LISTED ENTRIES:
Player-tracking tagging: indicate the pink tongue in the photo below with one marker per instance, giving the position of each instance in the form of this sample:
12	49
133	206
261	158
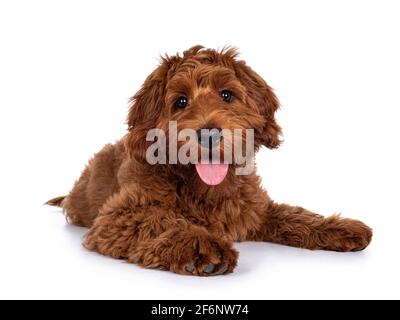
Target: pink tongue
212	174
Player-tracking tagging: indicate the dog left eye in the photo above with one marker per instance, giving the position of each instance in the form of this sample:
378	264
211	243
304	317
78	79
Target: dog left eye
226	95
182	102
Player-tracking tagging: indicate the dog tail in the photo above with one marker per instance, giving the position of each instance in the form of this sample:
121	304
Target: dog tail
57	202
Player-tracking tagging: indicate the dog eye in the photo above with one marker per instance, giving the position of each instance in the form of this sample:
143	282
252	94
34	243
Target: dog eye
182	102
226	95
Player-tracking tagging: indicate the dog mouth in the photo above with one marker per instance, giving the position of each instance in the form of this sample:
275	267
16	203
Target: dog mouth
212	173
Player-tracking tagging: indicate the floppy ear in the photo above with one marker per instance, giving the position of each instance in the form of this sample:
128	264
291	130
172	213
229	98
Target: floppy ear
145	109
262	96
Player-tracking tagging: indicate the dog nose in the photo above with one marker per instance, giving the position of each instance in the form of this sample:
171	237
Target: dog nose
209	137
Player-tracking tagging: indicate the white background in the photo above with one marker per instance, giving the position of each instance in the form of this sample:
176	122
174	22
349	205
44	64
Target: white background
67	69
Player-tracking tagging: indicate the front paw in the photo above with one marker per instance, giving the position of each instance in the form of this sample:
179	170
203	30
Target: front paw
204	256
349	235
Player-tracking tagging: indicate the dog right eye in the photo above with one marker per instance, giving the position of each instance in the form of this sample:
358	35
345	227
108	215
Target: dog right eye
182	102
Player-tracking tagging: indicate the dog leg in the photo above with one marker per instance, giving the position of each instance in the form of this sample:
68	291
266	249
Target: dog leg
298	227
155	237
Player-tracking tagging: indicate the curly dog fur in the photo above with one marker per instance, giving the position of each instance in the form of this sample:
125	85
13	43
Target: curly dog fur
164	216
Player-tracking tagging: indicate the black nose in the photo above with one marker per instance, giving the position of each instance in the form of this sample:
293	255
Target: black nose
209	137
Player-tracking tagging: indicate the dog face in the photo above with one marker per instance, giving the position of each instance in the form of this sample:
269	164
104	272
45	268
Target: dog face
203	89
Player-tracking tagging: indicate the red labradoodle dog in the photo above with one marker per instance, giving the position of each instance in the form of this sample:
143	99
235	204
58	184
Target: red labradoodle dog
171	216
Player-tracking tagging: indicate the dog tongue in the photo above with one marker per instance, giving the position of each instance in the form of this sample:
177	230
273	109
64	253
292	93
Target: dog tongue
213	173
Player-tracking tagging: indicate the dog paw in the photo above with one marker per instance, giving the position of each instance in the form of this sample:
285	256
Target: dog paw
354	236
206	257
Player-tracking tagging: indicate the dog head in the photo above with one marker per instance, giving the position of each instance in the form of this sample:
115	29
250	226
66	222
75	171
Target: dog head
203	89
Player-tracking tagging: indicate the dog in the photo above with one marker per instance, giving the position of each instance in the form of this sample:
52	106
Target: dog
185	217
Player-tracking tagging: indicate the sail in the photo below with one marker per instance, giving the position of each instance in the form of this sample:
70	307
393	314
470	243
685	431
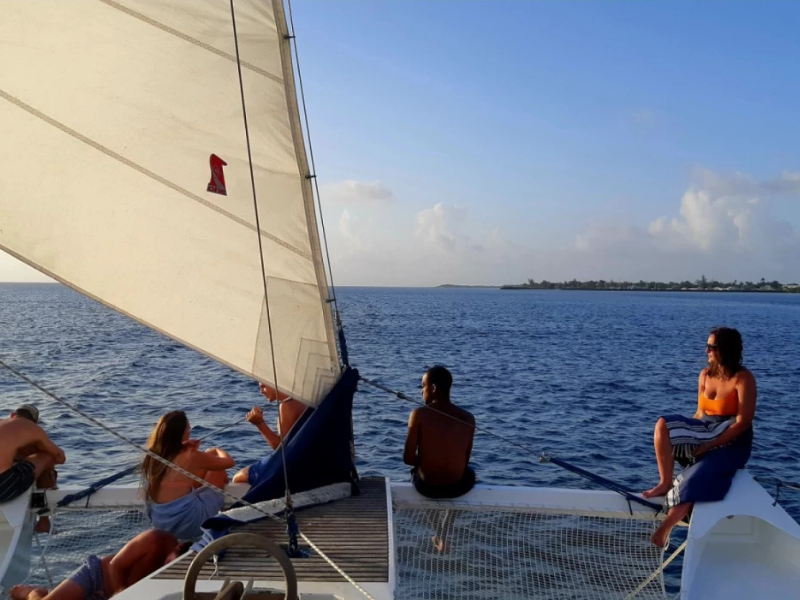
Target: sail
126	175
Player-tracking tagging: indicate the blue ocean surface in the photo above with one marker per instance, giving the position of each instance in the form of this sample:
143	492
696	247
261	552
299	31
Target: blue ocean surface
581	375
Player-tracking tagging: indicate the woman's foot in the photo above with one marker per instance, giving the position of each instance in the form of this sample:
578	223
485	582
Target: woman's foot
42	525
660	536
659	490
442	547
24	592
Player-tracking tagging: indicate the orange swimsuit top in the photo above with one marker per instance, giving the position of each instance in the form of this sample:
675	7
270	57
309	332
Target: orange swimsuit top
719	407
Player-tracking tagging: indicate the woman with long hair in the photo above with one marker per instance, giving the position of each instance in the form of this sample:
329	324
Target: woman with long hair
175	502
714	443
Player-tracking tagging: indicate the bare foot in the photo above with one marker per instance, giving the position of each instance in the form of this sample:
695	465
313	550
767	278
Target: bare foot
442	547
42	525
661	489
22	592
660	537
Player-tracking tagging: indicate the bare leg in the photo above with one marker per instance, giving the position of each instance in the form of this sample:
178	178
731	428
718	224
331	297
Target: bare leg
27	592
242	476
674	516
217	478
664	458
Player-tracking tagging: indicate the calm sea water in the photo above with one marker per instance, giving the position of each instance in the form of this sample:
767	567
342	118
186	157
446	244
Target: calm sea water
583	375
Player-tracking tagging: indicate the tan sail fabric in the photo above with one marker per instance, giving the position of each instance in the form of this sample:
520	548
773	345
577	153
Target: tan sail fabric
110	112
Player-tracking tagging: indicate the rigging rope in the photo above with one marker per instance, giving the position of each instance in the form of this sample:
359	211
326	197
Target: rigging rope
261	255
313	177
182	471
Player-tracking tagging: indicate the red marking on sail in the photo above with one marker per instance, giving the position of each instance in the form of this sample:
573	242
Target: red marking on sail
217	183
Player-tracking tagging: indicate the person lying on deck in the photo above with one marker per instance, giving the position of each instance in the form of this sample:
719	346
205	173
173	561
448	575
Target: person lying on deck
289	410
715	442
105	577
176	503
27	455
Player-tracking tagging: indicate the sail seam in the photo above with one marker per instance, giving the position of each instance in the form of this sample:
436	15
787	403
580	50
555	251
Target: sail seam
136	167
188	38
303	167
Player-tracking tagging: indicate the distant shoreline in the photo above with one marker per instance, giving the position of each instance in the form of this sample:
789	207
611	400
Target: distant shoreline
635	289
494	287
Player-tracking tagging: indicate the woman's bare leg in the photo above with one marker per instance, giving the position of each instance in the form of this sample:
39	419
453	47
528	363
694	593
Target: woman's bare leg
664	458
674	516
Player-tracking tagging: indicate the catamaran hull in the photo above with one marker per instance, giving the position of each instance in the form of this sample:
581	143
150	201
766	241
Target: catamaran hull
740	548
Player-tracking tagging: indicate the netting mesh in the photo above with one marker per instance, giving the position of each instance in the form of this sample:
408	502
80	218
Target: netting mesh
495	553
76	533
485	553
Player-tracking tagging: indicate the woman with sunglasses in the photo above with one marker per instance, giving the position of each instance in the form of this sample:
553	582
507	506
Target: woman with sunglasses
715	442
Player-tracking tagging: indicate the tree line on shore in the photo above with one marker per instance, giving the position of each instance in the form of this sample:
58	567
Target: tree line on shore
702	284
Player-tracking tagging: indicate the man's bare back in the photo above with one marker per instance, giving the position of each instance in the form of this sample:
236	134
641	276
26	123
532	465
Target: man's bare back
444	444
440	434
22	439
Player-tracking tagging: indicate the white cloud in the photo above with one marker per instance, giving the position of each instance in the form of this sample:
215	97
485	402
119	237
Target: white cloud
725	227
438	226
351	191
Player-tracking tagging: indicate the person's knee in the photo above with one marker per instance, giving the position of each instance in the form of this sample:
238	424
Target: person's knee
242	476
42	463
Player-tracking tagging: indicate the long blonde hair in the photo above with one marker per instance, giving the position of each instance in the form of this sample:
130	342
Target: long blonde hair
167	442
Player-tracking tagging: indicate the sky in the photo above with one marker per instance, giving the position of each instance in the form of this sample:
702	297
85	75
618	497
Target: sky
481	142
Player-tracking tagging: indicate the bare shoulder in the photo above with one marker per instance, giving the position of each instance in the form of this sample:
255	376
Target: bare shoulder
466	415
746	376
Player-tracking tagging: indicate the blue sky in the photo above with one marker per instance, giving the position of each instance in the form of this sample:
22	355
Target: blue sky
489	142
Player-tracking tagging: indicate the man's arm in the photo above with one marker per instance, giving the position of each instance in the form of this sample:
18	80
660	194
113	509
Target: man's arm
42	442
211	462
471	437
412	439
256	417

EXERCISE BRIEF: A faithful copy of the records above, without images, is what to give back.

OUTPUT OF THE EXERCISE:
Player-tracking tagging: indicate the pink tongue in the photo below with one marker per instance, giving the position of each instance in the form of this sample:
12	49
133	206
261	158
Target: pink tongue
212	174
Player-tracking tagging: indicate the dog left eye in the photo above with one marker per instance, giving the position of each instance in the form of this sample:
378	264
211	243
304	317
78	79
Target: dog left eye
226	95
182	102
Player-tracking tagging: indicate the dog tail in the photo above with one marker per instance, giving the position of each instance in the form of this sample:
121	304
Target: dog tail
57	202
Player-tracking tagging: indicate the dog eye in the photo above with one marker per instance, giving the position of each instance in the form of this sample:
143	282
252	94
34	243
Target: dog eye
182	102
226	95
Player-tracking tagging: indicate the dog mouth in the photo above with one marker per instance, giving the position of each instance in the form of this sample:
275	267
16	203
Target: dog mouth
212	173
Player-tracking tagging: indicate the floppy ear in the photo above with one marker per instance, giving the position of each instance in the form of this sample:
128	264
291	130
172	213
229	98
Target: floppy ear
145	109
262	96
Player-tracking tagging: indicate the dog nose in the photo above with one marker per instance, giving the position of each instance in the form of this sample:
171	237
Target: dog nose
209	137
Player-tracking tagging: indicate the white background in the photo above with one marker per instance, giving the position of each instance in the form of this sample:
176	122
174	22
349	205
44	64
Target: white background
67	69
Player-tracking tagging: indicate the front paw in the photo above with one marker per instance, giving the position of each instance in the form of this sample:
179	170
203	30
Target: front paw
204	256
349	235
Player-tracking tagging: indicate the dog right eye in the photo above with one marker per instance, giving the position of each instance in the form of this sample:
358	35
345	227
108	215
Target: dog right eye
182	102
Player-tracking tagging: indicate the dog leg in the photo above with one marker per instance, giving the position of each instance in the form of this sample:
68	291
266	249
Target: dog leg
298	227
155	237
Player-tracking tagging: indicate the curly dog fur in the photo above with one marker per instance, giving the position of each instance in the form of this sample:
125	85
13	43
Target: curly dog fur
164	216
Player-tracking tagging: indicate the black nose in the photo above with one marker per instance, giving the position of each instance in the form of this sample:
293	255
Target: black nose
209	137
Player-tracking tagging: indicate the dog face in the photo above with one marker per instance, giving the position of each instance in the form of this sample:
269	164
104	272
45	268
Target: dog face
203	89
Player-tracking tagging: indicate the red labradoodle dog in the photo above with one marker per instance, giving the position of each instance in the form of this sample:
143	99
235	204
58	184
Target: red labradoodle dog
171	216
Player-tracking tagging: indicate the dog tongue in the photo above with one marker per instance, giving the position of each instance in the form of this sample:
177	230
273	109
64	253
292	93
Target: dog tongue
213	173
Player-tracking tagging: indicate the dog paw in the photo above with one marker per instance, giving the position of each instance in the form of this sample:
285	256
Target: dog paw
354	236
206	257
Player-tracking tagging: indicate the dog head in the photo above with one marker per instance, giving the position of each instance in the form of this sample:
115	29
250	226
66	222
75	171
Target: dog head
203	89
Player-tracking tagging: indicate the dog in the photo above with one marker per instance, giving the position of each instance in the form of this sample:
52	106
Target: dog
185	217
Player-tracking tagging: indicate the sail in the photo below with one marker per instance, giving the position of each instance in the form of this sample:
70	307
393	314
470	243
685	431
Target: sail
126	175
Player-tracking tagging: indicate the blue ocean surface in the photo above with one marker per instance, giving the position of each instance in the form of this sample:
143	492
696	247
261	552
299	31
Target: blue ocean surface
581	375
Player-tracking tagging: indicate the woman's foot in the photo above with one marker per instance, giving the position of each instance in the form of this sample:
578	223
485	582
Target: woman's foot
42	525
660	536
659	490
442	547
24	592
Player-tracking tagging: indicate the orange swimsuit top in the photo above with one marker per instance, giving the position of each instance in the form of this sample:
675	7
270	57
309	332
Target: orange swimsuit top
719	407
Player-tracking tagging: indicate the woman with long hair in the photo above with one marker per instance, giving the position of each instance in the form of this sample:
329	324
Target: woman with long hair
175	502
714	443
Player-tracking tagging: indicate the bare foot in the photo above with one marker per instance, giving the position of each instance in the form of this sample:
695	465
313	550
767	278
Target: bare foot
442	547
42	525
661	489
22	592
660	537
Player-tracking tagging: indicate the bare leg in the photo above with one marker per instance, giving the position of each instance in the form of this sample:
178	178
731	428
718	224
331	297
Target: bare leg
27	592
242	476
674	516
217	478
664	458
Player-tracking tagging: indicate the calm sea water in the photo above with one marker per instance, giving the position of each instance in the form of this sample:
767	567
342	118
186	157
446	244
Target: calm sea water
583	375
Player-tracking tagging: indicate the tan sail fabric in the photo above with one marker per instance, giving the position of each instance in the form of this sample:
520	548
773	345
577	153
Target: tan sail fabric
110	112
Player-tracking tagging: indicate the rigging rope in the photo above with one marker per instance, giving the position of each instance in the form of this sample:
359	211
326	197
Target: rigging rope
261	255
313	177
182	471
Player-tracking tagging: indicate the red marking on sail in the photo above with one marker per instance, giving the position of each instance in the form of this sample:
573	242
Target: red marking on sail
217	183
Player-tracking tagging: indicate the person lying on deck in the photo above with one marker per instance, giving the position of each instance in the form of this sample:
719	346
205	173
173	561
448	575
Target: person lying on deck
289	410
715	442
105	577
176	503
27	455
Player-tracking tagging: indicate the sail seam in the photo above with one marker per instance, giving the position of each instance in the form of this sample:
436	15
787	403
580	50
555	251
Target: sail seam
136	167
188	38
303	167
Player-tracking tagging: indicate the distant shoreline in the photo above with one marker per instance, giving the position of each instance in the form of this sample:
789	207
611	400
Target: distant shoreline
635	289
494	287
Player-tracking tagging: indicate the woman's bare leg in the photo above with one marker per instance, giving the position of each instance in the form of this sample:
39	419
453	47
528	363
694	593
Target: woman's bare leg
664	458
674	516
Player-tracking tagging: indicate the catamaran hull in the photo above with one marker per instance, giving the position of each instance in the form of this sample:
581	143
150	201
766	241
Target: catamaran hull
740	548
Player-tracking tagging: indicate the netting mesh in the photo above with one marker per instance, giving the position of each instance in the form of this sample:
408	502
80	218
Target: netting mesh
495	553
76	533
485	553
Player-tracking tagging: indicate the woman with sunglasses in the photo above with one marker per instance, giving the position of each instance in the form of this sample:
553	582
507	506
Target: woman with sunglasses
715	442
Player-tracking tagging: indicate the tree line on shore in the photo above with one marker per instance, giving the position of each instance in the form of this sample:
58	567
Target: tree line on shore
702	284
Player-tracking tagging: indicate the man's bare back in the photo above with one marker per instance, giving the position of each instance in the form of this sample:
236	134
641	276
26	123
532	465
Target: man's bare back
444	444
440	434
22	439
Player-tracking tagging: indicate the white cloud in the photo above with one marker per instance, giving the position of each instance in the form of this sample:
215	97
485	402
119	237
Target: white cloud
725	227
438	226
351	191
Player-tracking tagging: indicate the person's knee in the photo above with one marker per instance, giving the position of each instance in the form of this sample:
238	424
Target: person's knee
242	476
42	463
Player-tracking tagging: indicate the long blonde hair in the photo above with one marker per instance, giving the position of each instance in the form of this sample:
130	342
Target: long blonde hair
167	442
Player-tracking tagging: indicate the sky in the photo above with one marker per instance, giving the position of each instance in the form of this sample:
702	297
85	75
618	497
Target: sky
481	142
Player-tracking tagging: indicate the bare shoulder in the photo above with one marker per instance, giving the position of each instance in the form of this sample:
255	376
Target: bare shoulder
466	415
746	376
Player-tracking tagging: indicate the blue sky in the photo above with one marker per instance, giving the position of each instance in the form of this sample:
22	355
Target: blue sky
489	142
Player-tracking tagging: indicate the man's arm in the photo above with one marker per instance, giving the position of each instance in the form of this sample:
18	80
660	194
113	509
Target: man's arm
42	442
211	462
471	437
412	439
256	417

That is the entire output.